Problem description: I'd like the data beneath this line reproduced exactly, without any of its images.

Region pointing data:
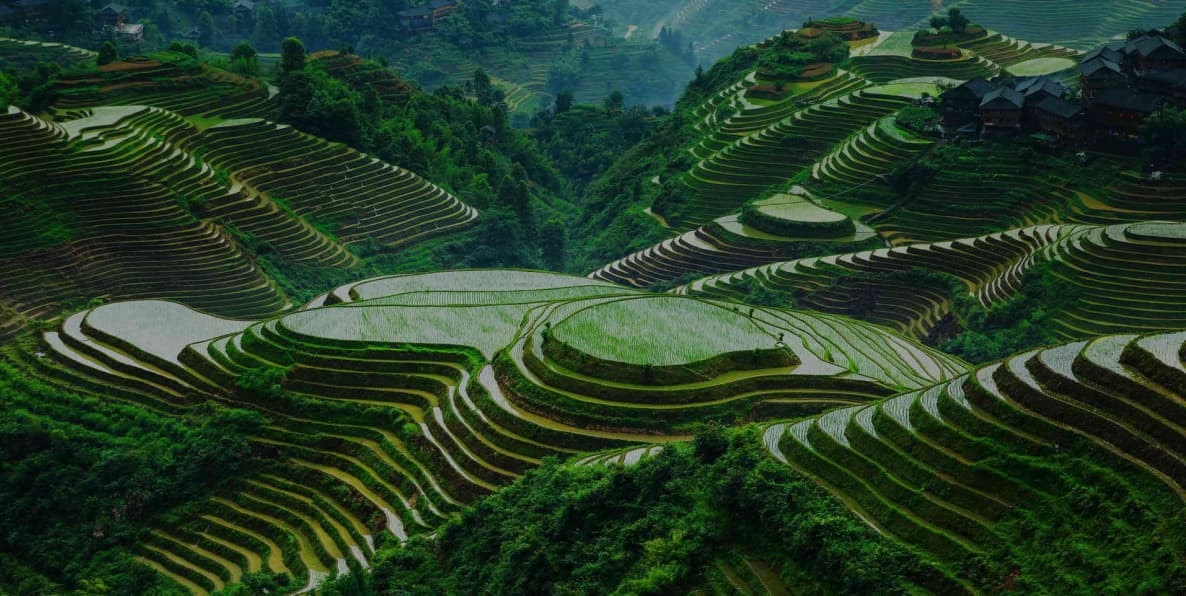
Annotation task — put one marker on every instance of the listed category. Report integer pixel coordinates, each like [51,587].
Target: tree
[563,102]
[552,243]
[205,29]
[243,51]
[186,49]
[107,53]
[243,59]
[614,102]
[560,12]
[1164,135]
[1179,30]
[7,90]
[956,20]
[292,55]
[484,88]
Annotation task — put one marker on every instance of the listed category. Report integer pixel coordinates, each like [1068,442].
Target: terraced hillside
[21,55]
[752,143]
[134,202]
[172,81]
[979,465]
[1126,277]
[737,242]
[716,26]
[395,401]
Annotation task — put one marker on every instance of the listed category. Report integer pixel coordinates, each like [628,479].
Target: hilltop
[867,311]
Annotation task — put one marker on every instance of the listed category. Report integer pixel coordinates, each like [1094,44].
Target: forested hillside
[294,305]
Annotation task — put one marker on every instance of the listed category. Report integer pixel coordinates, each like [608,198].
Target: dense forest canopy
[1078,429]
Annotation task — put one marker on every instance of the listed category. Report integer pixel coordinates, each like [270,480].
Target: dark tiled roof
[975,88]
[1172,78]
[1128,100]
[1108,53]
[416,12]
[1151,45]
[1100,66]
[1002,98]
[1060,108]
[1040,84]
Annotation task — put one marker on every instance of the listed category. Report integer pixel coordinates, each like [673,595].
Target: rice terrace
[592,296]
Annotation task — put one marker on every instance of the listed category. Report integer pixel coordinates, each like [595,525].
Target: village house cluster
[1120,85]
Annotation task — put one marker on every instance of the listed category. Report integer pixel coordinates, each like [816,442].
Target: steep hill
[393,402]
[183,209]
[718,26]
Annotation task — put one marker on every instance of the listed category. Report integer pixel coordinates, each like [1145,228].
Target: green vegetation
[682,520]
[82,475]
[223,370]
[1025,321]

Your response:
Annotation task — put one marker on every instance of the listed category. Report integer pixel coordinates, each like [51,587].
Target: tree
[563,102]
[552,243]
[205,29]
[243,51]
[186,49]
[107,53]
[243,59]
[614,102]
[560,12]
[1164,135]
[1179,30]
[7,90]
[956,20]
[292,55]
[484,88]
Annotation task — put one marker on every instance of the listed category. Report integer pixel coordinates, each like [1068,442].
Target: terraced hillside
[21,55]
[752,143]
[134,202]
[172,81]
[979,465]
[1126,277]
[737,242]
[716,26]
[395,401]
Annotation task — put one marker on every instance of the listed category. Report integer pixel coordinates, each like [628,479].
Target: hilltop
[867,311]
Annotation task — put one marker on every instance of the listed category. Report integer pixel coordinates, each like [1094,44].
Target: forested hillside
[294,305]
Annotation task — put one marker on every instance of the listed category. Report integer pixel coordinates, each like [608,198].
Target: dense forest canopy
[1078,429]
Annotation task — put one marker on every instance of the listed category. Report integer pixel coordinates, each like [270,480].
Target: dark tiled roof
[975,88]
[1172,78]
[1128,100]
[1108,53]
[416,12]
[1151,45]
[1100,66]
[1002,98]
[1060,108]
[1040,84]
Annotation task — put one marker on every instance of the listed category. Report integer pixel coordinates, each like [673,595].
Target: rice terrace
[592,296]
Annotation task — put one marker on every instance of the listed category. Report integer pixel coordinates, each like [595,525].
Target: village house cluster
[1120,85]
Annotation task — put one marker on every instance of the listed category. Report integer pixel coordinates, each like [816,442].
Target: steep hill
[393,402]
[183,209]
[718,26]
Annotation task — put one marker on every instance of the listed category. Report integer pixel coordinates, each like [1145,228].
Target: green vegetation
[682,520]
[82,475]
[223,370]
[1025,321]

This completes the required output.